[Material provided Boundary: Start]
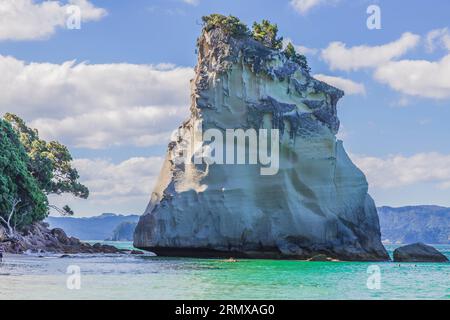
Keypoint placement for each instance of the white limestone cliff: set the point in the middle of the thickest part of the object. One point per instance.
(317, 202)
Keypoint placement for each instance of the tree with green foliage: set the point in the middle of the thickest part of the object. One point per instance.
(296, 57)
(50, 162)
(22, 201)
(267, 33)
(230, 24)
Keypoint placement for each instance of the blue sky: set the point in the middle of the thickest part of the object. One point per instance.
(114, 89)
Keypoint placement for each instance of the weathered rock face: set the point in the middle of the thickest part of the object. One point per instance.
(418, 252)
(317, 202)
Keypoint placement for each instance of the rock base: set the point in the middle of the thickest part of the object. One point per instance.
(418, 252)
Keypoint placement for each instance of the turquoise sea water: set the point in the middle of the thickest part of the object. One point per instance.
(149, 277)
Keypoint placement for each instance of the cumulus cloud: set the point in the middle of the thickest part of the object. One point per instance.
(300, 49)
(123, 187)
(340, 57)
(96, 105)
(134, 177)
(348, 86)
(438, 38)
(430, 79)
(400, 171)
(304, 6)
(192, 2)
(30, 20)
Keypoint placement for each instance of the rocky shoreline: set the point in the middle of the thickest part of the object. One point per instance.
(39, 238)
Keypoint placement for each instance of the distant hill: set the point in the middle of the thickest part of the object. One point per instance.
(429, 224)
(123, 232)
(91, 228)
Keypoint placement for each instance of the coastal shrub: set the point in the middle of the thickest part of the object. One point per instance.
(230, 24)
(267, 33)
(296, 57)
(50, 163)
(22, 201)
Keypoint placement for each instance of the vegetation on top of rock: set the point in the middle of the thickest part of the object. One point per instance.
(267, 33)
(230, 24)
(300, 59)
[Material provided Boundary: End]
= Task to carry out =
An exact copy of all the records, free of pictures, is the expected answer.

= Expected answer =
Keypoint placement for each instance of the white limestone cliff: set the point in the middle of the thickest part of the object. One point per instance.
(317, 202)
Keypoint placement for each instance of the tree with green foliage: set the point in the middle of the thickest part of the object. One point per instance.
(296, 57)
(50, 162)
(22, 201)
(267, 33)
(230, 24)
Keypoint placement for each instance of the blue sky: set the point in the middle of the thickest part of the object. One point per instance.
(114, 89)
Keypoint placement for each instance of the weathered rock face: set the point in the middle of the thickest part of the object. One point per instance.
(418, 252)
(317, 202)
Keypoint placement for each instance of the rock base: set the point in the middle of the thickest part of the object. One point per instance.
(418, 252)
Keypoint placement for each instance of the turquoise sea water: set the point in the middle of the thickest part of the object. One point per instance.
(149, 277)
Keypoint placement for each instance of the cumulus cloud: set the point in the middle of the thickest part of the object. One point per instance.
(300, 49)
(123, 187)
(340, 57)
(96, 105)
(134, 177)
(348, 86)
(438, 38)
(430, 79)
(400, 171)
(304, 6)
(192, 2)
(30, 20)
Keypoint placement for each instance of the rocky shoreline: set the point in the middle of the thickest part of the object. One point per instance.
(39, 238)
Keypoint placement for each instance of the distant hill: set the point in the middle of the thickest part of the object. One point per instance.
(429, 224)
(123, 232)
(91, 228)
Keypoint placement for each instance of the coastal shrub: set the point in the middle of the thickest part of the object. One point per instance.
(230, 24)
(267, 33)
(296, 57)
(50, 163)
(22, 201)
Keypoint placement for each instance of the vegetation on top of rock: set the point in the middle of the thickest part of the object. One point per instance.
(267, 33)
(230, 24)
(300, 59)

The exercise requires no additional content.